*** Selected passage ***

Wednesday, March 26, 2014

OTC Steeplechase Workshop

This past weekend, I had the opportunity to fly to the Olympic Training Center in Chula Vista, California for a steeplechase performance workshop with my coach, Danny.  I was very excited to have the opportunity to work on my steepling technique.  I did not get a lot of technique help during college, or in my first three years as a professional athlete. 

I was not let down.  My Saturday started by meeting with Iain Hunter, a professor at BYU and bio-mechanist.  He had videotaped my steeple race at USA Outdoors and created a report showing how my take-off, hip height, and landing compared to the range they found to work well for the best American steeplechasers going over barriers.  After reviewing the report, he videotaped me going over hurdles and water jumps. 

                Next, I did a functional movement test with a doctor and physical therapist with St. Vincent’s.  They were able to pin point my biggest weakness in running, my lower back caving in when I get tired, after a few tests.  I was given few exercises to do every day in order to strengthen my back.

                I was then able to go over the videotape with Danny and Iain, and I got a few pointers about how to improve my form.  This was followed by a meeting with a nutritionist, a meeting with a sports psychologist, and a presentation by Iain to all the steeplechasers who attended (Amber Henry, De’Sean Turner, and Matt Cleaver).

*** End of Selected passage ***

## [Brief A]
Answer these questions from the steeplechase workshop post, one line each:
(i) Where was the workshop held?
(ii) What weakness did the functional movement test pinpoint?
(iii) Which steeplechasers attended Iain's presentation?
## [Brief B]
List every person named in the steeplechase workshop post.
## [Brief C]
Write the next part of the steeplechase workshop post, picking up after its final sentence.

*** Information given ***

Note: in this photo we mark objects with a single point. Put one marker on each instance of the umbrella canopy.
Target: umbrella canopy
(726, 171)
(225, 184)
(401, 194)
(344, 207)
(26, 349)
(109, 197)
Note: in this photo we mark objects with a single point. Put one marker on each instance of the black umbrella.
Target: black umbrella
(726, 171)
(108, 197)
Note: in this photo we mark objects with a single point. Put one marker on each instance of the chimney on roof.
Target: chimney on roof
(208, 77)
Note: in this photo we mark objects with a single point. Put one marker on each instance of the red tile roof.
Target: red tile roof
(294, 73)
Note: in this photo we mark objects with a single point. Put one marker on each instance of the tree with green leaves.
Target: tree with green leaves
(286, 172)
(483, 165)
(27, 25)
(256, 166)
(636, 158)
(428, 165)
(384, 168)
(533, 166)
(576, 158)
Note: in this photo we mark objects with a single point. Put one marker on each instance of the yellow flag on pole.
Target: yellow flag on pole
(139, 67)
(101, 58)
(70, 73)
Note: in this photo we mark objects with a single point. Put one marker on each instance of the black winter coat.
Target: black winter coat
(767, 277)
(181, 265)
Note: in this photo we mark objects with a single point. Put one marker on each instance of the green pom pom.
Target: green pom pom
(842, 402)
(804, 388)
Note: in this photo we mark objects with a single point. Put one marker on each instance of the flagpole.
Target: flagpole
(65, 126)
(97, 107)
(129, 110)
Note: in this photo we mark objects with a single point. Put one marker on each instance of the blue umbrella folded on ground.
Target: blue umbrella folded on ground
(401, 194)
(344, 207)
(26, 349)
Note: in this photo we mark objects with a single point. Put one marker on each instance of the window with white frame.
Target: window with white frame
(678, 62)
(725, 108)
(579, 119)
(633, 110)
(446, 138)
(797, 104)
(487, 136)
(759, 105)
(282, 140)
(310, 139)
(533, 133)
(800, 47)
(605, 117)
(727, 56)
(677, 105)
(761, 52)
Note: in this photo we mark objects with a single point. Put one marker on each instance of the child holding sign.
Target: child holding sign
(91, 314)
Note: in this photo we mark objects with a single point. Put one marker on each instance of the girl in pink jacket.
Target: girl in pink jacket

*** End of Information given ***

## [Written answer A]
(i) At the Olympic Training Center in Chula Vista, California.
(ii) The writer's lower back caving in when tired.
(iii) Amber Henry, De'Sean Turner, and Matt Cleaver.

## [Written answer B]
Danny
Iain Hunter
Amber Henry
De'Sean Turner
Matt Cleaver

## [Written answer C]
                The next morning I was able to practice hurdling while trying to incorporate the suggested changes with Iain and Danny.

                I got to catch up with University of Minnesota track alumni, Liz Podomonick, who made the world team in the discus last year, and moved into the training center this fall.  She has a great set-up – healthy prepared food always available, beautiful weather, easily accessible training centers, and in-house coach, medical services, massage therapy, nutritionist, and sports psychologist.  The hardest part for her, and everyone else, I’m sure, is going back to dormitory style living.  She has to share a small room with another athlete, which is difficult returning to in your late 20’s!